### SELECTED TEXT
━━━━

# IDE Channel Problem?



## fredde (May 9, 2008)

On one of my early builds I get this hardware install error at startup. (_There was a problem installing this hardware ide channel An error occurred during the installation of the device. The driver is not intended for this platform_). I also see 2 primary and 2 secondary ide channels in the Device Manager. All 4 have a yellow exclamation. This error started after I uninstalled the ide channels. I was trying to correct another problem. The M/B is an Asus P4P 800 Dlx. O/S is WinXp Pro. The CD-Rom and Dvd Burner I have on these channels both work. I have read that this occurs because of a DMA problem. Is this possible? If so, how can I fix it?


----------



## lemonadesoda (May 9, 2008)

Go to device manager.






Change driver on IDE to "Standard IDE driver", for both channels.
Shutdown.
Disconnet (temporarily the CD and DVD devices)
Reboot.
After reboot, install Intel Chipset Utility for 865 chipset.
Is it working?


----------



## fredde (May 9, 2008)

lemonadesoda said:


> Go to device manager.
> 
> 
> 
> ...



Thanks Much. I can't get to the comp till tomorrow. I will check back.

Thanks again.


----------

━━━━

### PROVIDED RECORDS
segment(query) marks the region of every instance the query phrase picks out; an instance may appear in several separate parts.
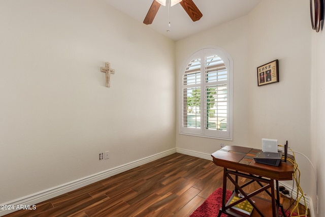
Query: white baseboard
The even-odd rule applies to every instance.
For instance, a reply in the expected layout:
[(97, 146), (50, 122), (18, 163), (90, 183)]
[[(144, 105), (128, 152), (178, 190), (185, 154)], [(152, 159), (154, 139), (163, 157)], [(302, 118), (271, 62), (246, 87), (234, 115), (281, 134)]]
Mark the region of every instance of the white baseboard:
[[(176, 149), (172, 148), (151, 156), (119, 166), (114, 168), (110, 169), (68, 183), (66, 183), (60, 185), (47, 189), (11, 201), (8, 201), (2, 205), (8, 205), (10, 207), (14, 208), (14, 209), (7, 209), (0, 210), (0, 216), (17, 211), (18, 209), (16, 209), (17, 206), (18, 206), (18, 207), (19, 207), (20, 205), (27, 206), (29, 205), (31, 206), (32, 205), (45, 201), (45, 200), (92, 184), (96, 181), (107, 178), (114, 175), (125, 172), (176, 152)], [(36, 208), (37, 208), (37, 207), (36, 207)]]
[(198, 151), (190, 150), (184, 149), (183, 148), (176, 148), (176, 152), (190, 156), (196, 157), (197, 158), (203, 158), (203, 159), (212, 160), (211, 154), (202, 153)]
[[(286, 189), (288, 190), (288, 191), (290, 192), (290, 194), (292, 191), (292, 195), (291, 196), (291, 197), (293, 199), (297, 198), (297, 189), (294, 189), (294, 190), (292, 191), (292, 186), (289, 185), (288, 184), (287, 184), (284, 182), (281, 182), (281, 181), (279, 181), (279, 186), (282, 185), (284, 187), (284, 188), (285, 188)], [(301, 196), (301, 195), (300, 195), (300, 196)], [(315, 214), (315, 212), (314, 211), (314, 206), (313, 205), (313, 201), (312, 200), (309, 199), (309, 197), (308, 195), (307, 196), (307, 197), (306, 197), (306, 203), (307, 206), (308, 206), (309, 211), (310, 211), (309, 213), (309, 216), (310, 216), (310, 217), (315, 217), (316, 215)], [(302, 199), (301, 200), (300, 200), (300, 203), (302, 204), (303, 206), (305, 205), (303, 199)], [(302, 214), (303, 213), (300, 213), (300, 214)]]

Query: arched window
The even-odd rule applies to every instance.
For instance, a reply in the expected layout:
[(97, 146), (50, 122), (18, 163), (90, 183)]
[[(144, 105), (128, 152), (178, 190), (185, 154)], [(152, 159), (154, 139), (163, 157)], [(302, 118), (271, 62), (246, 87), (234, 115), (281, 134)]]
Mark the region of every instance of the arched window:
[(232, 140), (233, 60), (218, 47), (193, 54), (182, 69), (180, 133)]

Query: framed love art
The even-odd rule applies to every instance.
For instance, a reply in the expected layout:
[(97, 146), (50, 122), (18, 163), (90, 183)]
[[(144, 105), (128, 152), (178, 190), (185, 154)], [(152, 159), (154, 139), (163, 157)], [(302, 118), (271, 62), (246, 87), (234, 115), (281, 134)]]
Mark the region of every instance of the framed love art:
[(279, 60), (276, 59), (257, 67), (257, 85), (279, 82)]

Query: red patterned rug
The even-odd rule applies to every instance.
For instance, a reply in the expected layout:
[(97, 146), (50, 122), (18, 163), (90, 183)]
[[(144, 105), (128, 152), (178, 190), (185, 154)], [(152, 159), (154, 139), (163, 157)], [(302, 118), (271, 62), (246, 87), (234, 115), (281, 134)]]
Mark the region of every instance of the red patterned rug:
[[(226, 201), (228, 201), (232, 196), (233, 192), (227, 190), (226, 192)], [(222, 206), (222, 189), (219, 188), (214, 191), (208, 198), (193, 212), (190, 217), (217, 217), (219, 213), (219, 209)], [(282, 213), (279, 210), (280, 213)], [(287, 211), (285, 215), (290, 216), (290, 212)], [(291, 216), (297, 216), (298, 214), (292, 213)], [(221, 217), (226, 217), (228, 215), (222, 214)], [(281, 216), (281, 215), (280, 215)]]

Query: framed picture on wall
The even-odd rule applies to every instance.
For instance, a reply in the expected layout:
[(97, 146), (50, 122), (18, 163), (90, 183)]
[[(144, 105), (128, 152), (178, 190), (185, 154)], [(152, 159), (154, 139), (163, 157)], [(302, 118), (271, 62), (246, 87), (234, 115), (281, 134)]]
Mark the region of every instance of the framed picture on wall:
[(279, 60), (276, 59), (257, 67), (258, 86), (279, 82)]

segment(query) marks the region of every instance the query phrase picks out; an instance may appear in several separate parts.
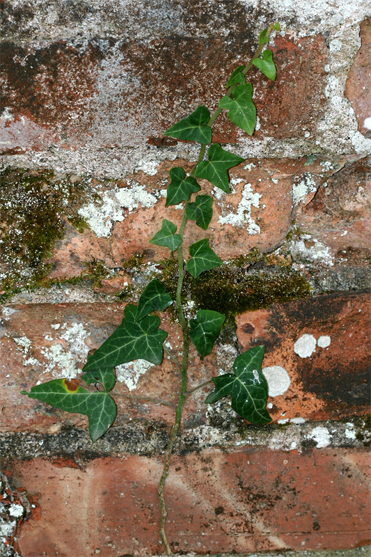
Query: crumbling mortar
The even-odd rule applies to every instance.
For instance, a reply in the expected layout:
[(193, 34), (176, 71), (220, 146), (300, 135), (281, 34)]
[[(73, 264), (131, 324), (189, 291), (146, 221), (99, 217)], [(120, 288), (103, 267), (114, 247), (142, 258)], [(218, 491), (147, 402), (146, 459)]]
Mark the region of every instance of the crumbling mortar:
[[(368, 417), (352, 417), (345, 421), (306, 422), (269, 427), (246, 424), (235, 416), (227, 418), (221, 429), (202, 425), (183, 429), (176, 443), (177, 454), (199, 452), (207, 448), (236, 450), (244, 447), (266, 447), (272, 450), (302, 452), (318, 448), (358, 448), (370, 443)], [(313, 433), (314, 432), (314, 433)], [(324, 443), (316, 432), (326, 432)], [(354, 434), (349, 434), (354, 432)], [(72, 427), (56, 434), (31, 432), (0, 435), (0, 455), (4, 459), (52, 458), (75, 455), (80, 462), (120, 455), (121, 453), (145, 456), (161, 454), (168, 442), (166, 424), (143, 420), (116, 426), (92, 445), (86, 430)]]

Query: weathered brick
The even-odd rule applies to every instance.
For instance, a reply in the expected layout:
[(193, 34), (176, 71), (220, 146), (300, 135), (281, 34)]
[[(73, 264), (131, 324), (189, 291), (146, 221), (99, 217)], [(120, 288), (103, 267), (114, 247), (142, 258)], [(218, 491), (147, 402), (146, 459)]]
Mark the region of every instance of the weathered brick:
[(349, 161), (322, 183), (314, 198), (299, 207), (296, 222), (328, 246), (333, 256), (352, 260), (352, 252), (371, 251), (371, 157)]
[[(208, 237), (210, 245), (224, 260), (239, 257), (252, 248), (263, 252), (274, 249), (283, 243), (290, 231), (298, 205), (301, 202), (308, 203), (320, 185), (336, 172), (337, 165), (341, 167), (347, 160), (347, 157), (339, 157), (336, 162), (321, 157), (309, 162), (306, 157), (299, 160), (246, 160), (230, 171), (232, 194), (226, 195), (219, 190), (209, 229), (203, 230), (189, 221), (184, 245), (187, 247)], [(160, 228), (162, 219), (168, 219), (178, 226), (180, 223), (179, 208), (165, 208), (165, 198), (160, 194), (168, 184), (168, 171), (177, 166), (183, 166), (186, 171), (191, 168), (182, 159), (164, 161), (152, 175), (140, 171), (107, 189), (102, 194), (101, 207), (97, 205), (86, 213), (93, 232), (85, 230), (79, 233), (67, 226), (65, 237), (56, 244), (51, 260), (54, 267), (49, 276), (68, 277), (79, 274), (86, 269), (86, 263), (93, 257), (104, 261), (109, 267), (120, 266), (123, 259), (143, 251), (150, 260), (168, 257), (167, 249), (149, 244), (148, 241)], [(200, 183), (201, 193), (211, 193), (212, 187), (209, 182), (200, 180)], [(148, 205), (152, 206), (143, 206), (140, 196), (135, 201), (134, 189), (138, 187), (145, 187), (143, 193), (152, 200)], [(132, 192), (129, 200), (120, 203), (115, 201), (125, 190), (128, 194)], [(109, 214), (105, 204), (111, 200), (113, 209)], [(148, 203), (147, 200), (144, 201)], [(102, 233), (105, 223), (109, 226), (106, 232)], [(106, 237), (99, 237), (102, 233)]]
[[(0, 345), (4, 430), (53, 431), (59, 423), (85, 427), (84, 417), (31, 400), (19, 391), (38, 381), (76, 377), (88, 351), (100, 346), (119, 324), (123, 308), (114, 304), (45, 304), (5, 310)], [(368, 410), (369, 311), (367, 295), (343, 293), (274, 304), (237, 317), (237, 337), (243, 350), (257, 343), (265, 345), (263, 366), (281, 366), (290, 376), (291, 384), (283, 387), (282, 370), (274, 368), (271, 372), (271, 383), (278, 389), (269, 399), (274, 421), (338, 419)], [(169, 319), (161, 327), (169, 332), (167, 340), (176, 354), (177, 329)], [(314, 342), (314, 351), (308, 357), (294, 352), (294, 343), (303, 335), (311, 336), (304, 337), (308, 350)], [(330, 345), (321, 347), (329, 338)], [(219, 350), (215, 347), (202, 361), (192, 350), (190, 388), (217, 375), (220, 367), (226, 371), (230, 368), (232, 356), (223, 359), (223, 346)], [(147, 370), (142, 366), (138, 372), (135, 377), (135, 370), (129, 368), (126, 384), (118, 382), (115, 388), (116, 425), (129, 418), (171, 423), (179, 388), (174, 365), (166, 356), (161, 366)], [(196, 414), (205, 423), (207, 392), (208, 389), (203, 389), (187, 400), (184, 419), (191, 420), (189, 423)]]
[[(281, 366), (292, 380), (283, 398), (274, 399), (272, 415), (288, 421), (368, 411), (369, 322), (370, 296), (355, 292), (318, 296), (238, 315), (237, 332), (244, 350), (265, 345), (264, 366)], [(277, 381), (283, 380), (281, 369), (274, 368), (271, 372), (277, 374)]]
[[(358, 123), (358, 129), (365, 137), (371, 136), (371, 19), (360, 24), (362, 45), (348, 74), (345, 93), (352, 103)], [(368, 118), (368, 124), (365, 122)], [(366, 124), (366, 125), (365, 125)]]
[[(229, 74), (251, 57), (256, 40), (245, 24), (245, 8), (237, 2), (228, 10), (232, 13), (232, 41), (218, 33), (219, 5), (210, 13), (209, 3), (203, 8), (199, 2), (188, 2), (185, 10), (188, 25), (198, 27), (196, 36), (174, 29), (145, 40), (116, 35), (80, 42), (4, 42), (5, 154), (52, 144), (74, 148), (91, 142), (92, 136), (100, 147), (132, 146), (143, 137), (161, 137), (200, 104), (217, 108)], [(222, 26), (229, 21), (226, 13)], [(206, 19), (214, 24), (206, 26), (203, 36), (200, 25), (205, 26)], [(255, 68), (249, 78), (260, 115), (256, 139), (313, 134), (326, 104), (324, 38), (317, 35), (294, 41), (278, 36), (271, 48), (278, 68), (276, 81)], [(215, 127), (214, 141), (235, 143), (242, 137), (226, 116)]]
[[(25, 557), (161, 552), (161, 459), (122, 455), (80, 468), (44, 459), (8, 463), (38, 516), (22, 528)], [(166, 485), (175, 551), (248, 553), (352, 548), (369, 539), (367, 452), (302, 454), (248, 447), (174, 456)], [(86, 525), (88, 525), (87, 528)]]

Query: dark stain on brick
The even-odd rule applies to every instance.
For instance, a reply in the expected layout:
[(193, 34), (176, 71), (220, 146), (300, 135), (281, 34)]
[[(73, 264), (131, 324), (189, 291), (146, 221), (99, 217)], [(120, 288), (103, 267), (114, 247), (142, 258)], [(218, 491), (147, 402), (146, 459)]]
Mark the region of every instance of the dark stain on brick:
[(256, 342), (264, 343), (268, 352), (277, 350), (281, 339), (287, 336), (294, 337), (294, 343), (313, 329), (329, 334), (332, 343), (337, 341), (336, 350), (333, 344), (330, 345), (332, 350), (318, 347), (310, 358), (300, 359), (297, 372), (303, 389), (335, 402), (342, 411), (363, 407), (370, 403), (371, 356), (368, 331), (359, 323), (362, 316), (366, 318), (368, 300), (366, 292), (342, 292), (291, 302), (285, 304), (284, 311), (274, 306), (269, 317), (269, 335)]
[(343, 168), (321, 185), (305, 212), (321, 211), (334, 219), (349, 223), (368, 214), (370, 197), (367, 184), (371, 182), (371, 155), (356, 162), (348, 162)]
[(82, 116), (88, 121), (93, 69), (102, 56), (93, 41), (86, 48), (58, 41), (35, 49), (4, 42), (1, 106), (41, 125), (60, 123), (65, 127)]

━━━━

### SHORT EXERCISE
Please answer these questions from the IDE channel thread:
(a) Which motherboard does the first post name?
(b) What does the reply say to install after the reboot?
(c) When does the original poster say they can next get to the computer?
The entries have no connection to the IDE channel thread.

### EXERCISE RESPONSE
(a) An Asus P4P 800 Dlx.
(b) The Intel Chipset Utility for the 865 chipset.
(c) Tomorrow.